- _Given records_:
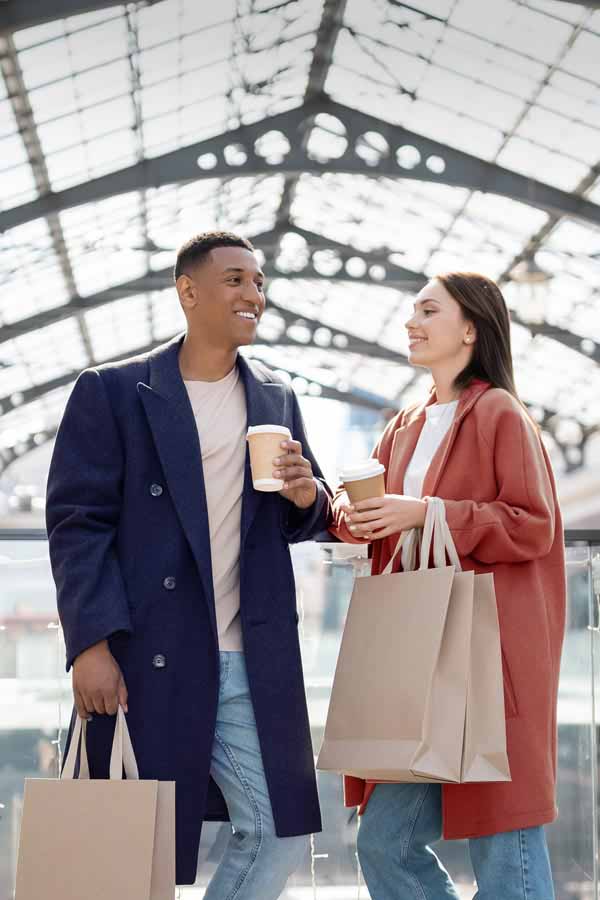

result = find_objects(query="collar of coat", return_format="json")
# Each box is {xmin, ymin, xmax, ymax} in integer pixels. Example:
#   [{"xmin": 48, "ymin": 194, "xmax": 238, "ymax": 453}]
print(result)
[
  {"xmin": 142, "ymin": 334, "xmax": 282, "ymax": 414},
  {"xmin": 401, "ymin": 378, "xmax": 491, "ymax": 427},
  {"xmin": 390, "ymin": 379, "xmax": 491, "ymax": 497}
]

- _To do_: Change "collar of coat" to "coat collar" in the material above and write it out again with nothing else altered. Leave the picture out.

- _Written response_:
result = find_objects(query="coat collar", return_format="json")
# Each box is {xmin, ymin, xmax, ymax} in integer pixels. Example:
#   [{"xmin": 48, "ymin": 194, "xmax": 238, "ymax": 453}]
print(result)
[
  {"xmin": 142, "ymin": 334, "xmax": 282, "ymax": 414},
  {"xmin": 401, "ymin": 378, "xmax": 491, "ymax": 427},
  {"xmin": 390, "ymin": 379, "xmax": 491, "ymax": 497}
]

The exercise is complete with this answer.